-- Provided entries start --

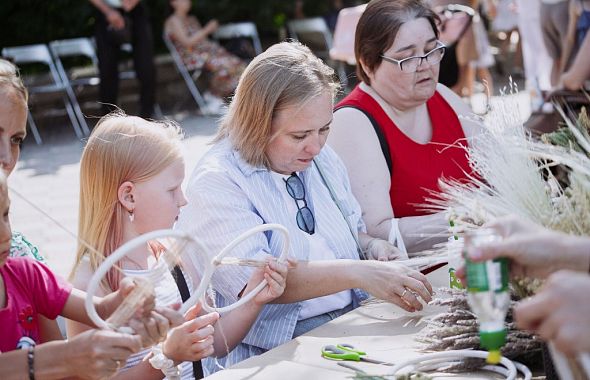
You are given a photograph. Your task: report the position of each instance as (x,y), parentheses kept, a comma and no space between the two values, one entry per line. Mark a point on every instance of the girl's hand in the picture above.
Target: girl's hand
(153,328)
(275,274)
(193,339)
(99,354)
(211,26)
(382,250)
(559,312)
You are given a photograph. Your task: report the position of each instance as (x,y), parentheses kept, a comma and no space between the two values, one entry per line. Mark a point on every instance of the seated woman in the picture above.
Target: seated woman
(269,164)
(398,132)
(197,51)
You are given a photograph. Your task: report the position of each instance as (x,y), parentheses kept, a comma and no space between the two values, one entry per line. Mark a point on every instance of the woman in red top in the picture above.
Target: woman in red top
(393,131)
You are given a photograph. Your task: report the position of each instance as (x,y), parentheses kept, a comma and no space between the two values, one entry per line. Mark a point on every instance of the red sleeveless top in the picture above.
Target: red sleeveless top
(415,168)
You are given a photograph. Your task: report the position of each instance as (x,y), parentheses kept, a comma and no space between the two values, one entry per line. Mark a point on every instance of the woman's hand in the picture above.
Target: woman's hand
(382,250)
(275,274)
(192,340)
(99,354)
(534,251)
(395,283)
(560,312)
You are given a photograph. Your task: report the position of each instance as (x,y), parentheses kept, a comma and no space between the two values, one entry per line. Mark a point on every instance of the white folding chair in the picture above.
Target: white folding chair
(186,75)
(344,34)
(72,48)
(237,30)
(315,33)
(40,54)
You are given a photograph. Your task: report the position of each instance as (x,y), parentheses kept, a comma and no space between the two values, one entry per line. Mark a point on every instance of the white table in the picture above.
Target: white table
(383,330)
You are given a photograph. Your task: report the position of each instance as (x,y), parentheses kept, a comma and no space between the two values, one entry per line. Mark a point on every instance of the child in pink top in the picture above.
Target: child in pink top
(30,289)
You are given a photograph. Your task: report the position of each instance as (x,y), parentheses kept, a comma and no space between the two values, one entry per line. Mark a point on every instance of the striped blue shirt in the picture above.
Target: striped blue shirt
(227,196)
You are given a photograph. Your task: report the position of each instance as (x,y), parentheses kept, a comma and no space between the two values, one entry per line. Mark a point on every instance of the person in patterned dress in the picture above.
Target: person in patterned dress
(197,51)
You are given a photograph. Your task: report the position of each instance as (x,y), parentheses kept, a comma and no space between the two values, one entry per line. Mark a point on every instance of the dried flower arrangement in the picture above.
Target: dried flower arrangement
(516,175)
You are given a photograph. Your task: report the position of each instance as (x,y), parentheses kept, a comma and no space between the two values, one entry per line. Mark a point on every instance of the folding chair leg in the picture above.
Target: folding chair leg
(77,110)
(34,129)
(73,119)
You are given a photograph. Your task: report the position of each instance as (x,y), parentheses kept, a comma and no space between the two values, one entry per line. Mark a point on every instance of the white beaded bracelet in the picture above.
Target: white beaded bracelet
(161,362)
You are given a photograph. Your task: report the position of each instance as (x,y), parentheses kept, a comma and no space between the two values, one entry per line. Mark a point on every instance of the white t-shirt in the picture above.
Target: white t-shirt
(318,250)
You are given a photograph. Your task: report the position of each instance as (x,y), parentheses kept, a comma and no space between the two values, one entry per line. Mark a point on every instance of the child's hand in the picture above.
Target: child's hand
(193,339)
(275,274)
(153,328)
(99,354)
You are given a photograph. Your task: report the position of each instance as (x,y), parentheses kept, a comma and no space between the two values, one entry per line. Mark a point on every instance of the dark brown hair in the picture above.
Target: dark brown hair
(378,27)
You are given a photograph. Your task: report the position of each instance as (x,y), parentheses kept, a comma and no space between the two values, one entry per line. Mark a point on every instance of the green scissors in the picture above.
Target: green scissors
(344,351)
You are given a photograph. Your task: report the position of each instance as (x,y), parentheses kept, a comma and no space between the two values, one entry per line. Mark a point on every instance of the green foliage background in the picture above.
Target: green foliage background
(40,21)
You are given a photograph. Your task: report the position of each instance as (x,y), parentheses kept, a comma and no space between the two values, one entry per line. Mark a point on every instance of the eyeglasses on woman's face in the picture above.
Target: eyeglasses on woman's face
(304,217)
(411,64)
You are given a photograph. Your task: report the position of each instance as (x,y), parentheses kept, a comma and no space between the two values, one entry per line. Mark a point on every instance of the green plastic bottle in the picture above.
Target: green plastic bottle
(487,293)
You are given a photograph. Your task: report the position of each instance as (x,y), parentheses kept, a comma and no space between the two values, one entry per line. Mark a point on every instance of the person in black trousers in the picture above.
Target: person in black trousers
(118,22)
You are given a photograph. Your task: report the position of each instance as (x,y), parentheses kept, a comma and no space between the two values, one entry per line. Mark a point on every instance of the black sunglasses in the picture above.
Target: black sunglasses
(305,219)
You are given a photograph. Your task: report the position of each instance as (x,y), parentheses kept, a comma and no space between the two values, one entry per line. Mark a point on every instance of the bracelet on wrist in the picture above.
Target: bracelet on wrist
(370,245)
(31,362)
(164,364)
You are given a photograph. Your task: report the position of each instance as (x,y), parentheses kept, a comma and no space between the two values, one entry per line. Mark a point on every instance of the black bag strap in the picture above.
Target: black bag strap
(185,294)
(382,141)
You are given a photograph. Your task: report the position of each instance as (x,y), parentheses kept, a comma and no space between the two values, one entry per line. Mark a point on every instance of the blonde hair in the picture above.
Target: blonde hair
(286,74)
(11,81)
(121,148)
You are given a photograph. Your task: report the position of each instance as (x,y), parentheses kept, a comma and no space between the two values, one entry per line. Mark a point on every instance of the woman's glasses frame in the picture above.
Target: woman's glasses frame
(296,189)
(406,65)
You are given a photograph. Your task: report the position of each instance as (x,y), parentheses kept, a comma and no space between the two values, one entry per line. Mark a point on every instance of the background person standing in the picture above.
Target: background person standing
(119,22)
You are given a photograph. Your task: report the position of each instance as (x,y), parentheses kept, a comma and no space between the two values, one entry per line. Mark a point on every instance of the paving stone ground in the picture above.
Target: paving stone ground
(47,175)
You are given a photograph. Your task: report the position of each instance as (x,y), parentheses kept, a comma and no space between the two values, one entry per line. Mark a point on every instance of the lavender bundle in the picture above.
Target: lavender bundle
(457,329)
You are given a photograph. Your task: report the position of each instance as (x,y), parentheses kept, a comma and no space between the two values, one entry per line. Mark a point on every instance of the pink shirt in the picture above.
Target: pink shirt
(31,289)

-- Provided entries end --

Goal: Copy every line of the data word for word, omitting the images.

Output for this exercise:
You are given a photograph. Your task: report the position of each instance as (x,y), parentheses kept, a comma and no space between the two values, one entry per line. Mark a point on every instance of the girl's hand in the picture above.
Target: girl's hand
(153,328)
(275,274)
(193,339)
(99,354)
(211,26)
(382,250)
(559,312)
You are given a photograph. Your task: report the position of each instance as (x,y), parentheses kept, a comma and no space between the two values, one entry per line. Mark a point on every instance of the seated woman in the picture above.
Target: seated woman
(269,164)
(398,132)
(197,51)
You are given a photograph. Your task: report the position of each instance as (x,y), parentheses kept, a comma and no space between the two values, one entry per line. Mark a point on every instance of the woman in red top in the picture above.
Target: woman in red top
(393,131)
You are given a photograph. Your task: report the position of each instance as (x,y), parentheses kept, a comma and no space between the two values, one entry per line. Mark a point on every instance of the red sleeveless top in the picture above.
Target: red sleeveless top
(415,168)
You are given a photograph. Your task: report the position of each instance as (x,y), parentheses kept, a comma and no space between the two values, one entry per line. Mark a point on every instance of the woman's hand in the picture above.
Target: woman's hand
(382,250)
(275,274)
(192,340)
(99,354)
(534,251)
(395,283)
(560,312)
You are given a photograph. Your task: report the position of each instance as (x,y), parentheses kept, a comma and no space between the two values, one entry per line. Mark a point on every instance of the white folding chair in the picture above.
Target: white folding chair
(186,75)
(344,34)
(72,48)
(237,30)
(315,33)
(40,54)
You are given a photograph. Your task: report the position of each instance as (x,y), parentheses kept, a comma and no space between the two values, one entry per line. Mark a point on every instance of the white table in the picture above.
Target: white table
(383,330)
You are given a photograph. Your task: report the position of each instance as (x,y), parentheses kept, a comma and no space between the two values, one entry per line. Mark a point on every instance of the child in pink top in the picture above.
Target: child in pink top
(30,289)
You are given a photograph. Your task: report the position of each instance as (x,y), parentheses kept, a comma and no space between the two values, one entry per line. Mark a point on every instance of the striped blue shirt in the picture above.
Target: striped blue shirt
(227,196)
You are given a photograph. Your task: report the position of each instance as (x,y), parentheses kept, a comma and no space between the two values, one entry per line. Mark a point on every instance of the person in patterned dress in the picture above.
Target: person in patterned dress
(197,51)
You are given a photograph. Your task: report the position of each instance as (x,y), parentheses kept, a comma and no space between the two values, one entry per line. Mark a point on every instance of the dried flower arrangement in the picture above.
Target: dried flower arrangement
(516,175)
You are given a photograph. Your task: report the position of each instance as (x,y), parentheses kept, a comma and no space between the two values, one entry per line. Mark a point on every instance of the folding chair leg in the picture above.
Target: folding chair leg
(77,110)
(34,129)
(73,119)
You are given a photograph. Your task: report the position of each instance as (x,y), parentheses kept, a comma and no space between the two values, one entry per line. Mark a point on every instance of the white beaded bracelet in the picture above.
Target: white beaded bracelet
(161,362)
You are given a photograph. Your task: report the position of each instance as (x,y), parentheses kept, a comma and no space between the two values, one entry per line. Mark a point on every instance of the white t-shirt in the picture above.
Target: white t-shirt
(318,250)
You are given a photograph. Your task: report the position of each instance as (x,y), parentheses kept, a comma and no space between the two values, one entry per line. Mark a point on every instance of the child's hand in the picture above.
Target: child's hand
(193,339)
(275,274)
(153,328)
(99,354)
You are given a photograph. Your task: report the position of each instance as (x,y), parentheses kept, a comma and no space between the two values, one entry per line. Mark a point on every instance of the dark brown hair in the picture above.
Target: dark brown hair
(378,27)
You are given a photograph. Your task: report the position of each instance as (x,y), parentheses kept, a comma and no space between the two values, one entry per line. Mark a point on every instance of the green scissors in the picture above.
Target: green scissors
(344,351)
You are given a photograph. Your task: report the position of each instance as (x,y), parentheses kept, a comma and no space between the two values, one entry per line. Mark a point on every instance of the green foliage background in the picture above.
Target: green foliage background
(40,21)
You are given a photograph. Your task: report the position of each instance as (x,y), parentheses kept, a comma and no space between the two values, one entry per line. Mark a point on every instance of the eyeglasses on woman's face in the picture above.
Target: eyeglasses on woman's face
(304,217)
(411,64)
You are given a photograph. Your task: report the position of each instance as (x,y), parentheses kept, a comma and no space between the two values, one entry per line. Mark a point on every instance of the green plastic bottle in the picture above.
Target: green plastic bottle
(487,293)
You are given a photograph. Your task: report the position of each instance as (x,y), parentheses kept, a comma and no space between the two values, one entry per line. Mark a point on every instance of the person in black trousers in the picture above.
Target: person in black trousers
(118,22)
You are given a photograph. Your task: report the position of each instance as (x,y), parentheses kept, a comma and no space between the two values, one entry per line. Mark a point on every instance of the black sunglasses in the picture above.
Target: black sunglasses
(305,219)
You are given a photograph. Your task: report the position of each instance as (x,y), parentheses kept, a comma and no space between the two values, one entry per line. Mark a point on every instance of the bracelet on wrist in the picture above.
Target: bracelet on wrist
(370,245)
(31,362)
(164,364)
You are given a photograph. Your task: report the position of each instance as (x,y), parentheses kept, a comma and no space between the two values, one entry per line. Mark a point on every instance of the black bag strap in the picture above.
Target: black bag strap
(185,294)
(382,141)
You are given a photograph. Your task: report the position of each instance as (x,y), parentheses kept, a comma and no space between the two values, one entry per line. Mark a point on every instance of the blonde hair in the picture above.
Target: blonde hair
(286,74)
(11,81)
(121,148)
You are given a photograph. Your task: report the position of each instance as (x,y), parentheses kept, a comma and no space between the two values, one entry per line. Mark a point on every instance of the woman's glasses frame in the picture above.
Target: woman's glasses frame
(296,189)
(406,65)
You are given a photograph. Your task: report the position of each instance as (x,y), parentheses kept, a comma and no space between the two values, one entry per line. Mark a point on every instance of the background person standing in the picture above.
Target: background person standing
(119,22)
You are given a photograph. Your task: report the position of each instance as (x,y), parentheses kept, a comma and no space between the two values, one entry per line. Mark a point on every instance of the paving stone ground in the picture above.
Target: paving stone ground
(47,175)
You are given a photograph. Your task: report the position of each instance as (x,y), parentheses kept, a comma and no space between the two values, one entry per line. Mark a point on every instance of the lavender bundle in the picture above.
Target: lavender bundle
(457,329)
You are given a photograph. Your task: report the position of each instance as (x,y), parentheses kept, a comma and no space between the two values, one entry per line. Mark a point on every instance of the pink shirt in the picture above.
Target: pink shirt
(31,289)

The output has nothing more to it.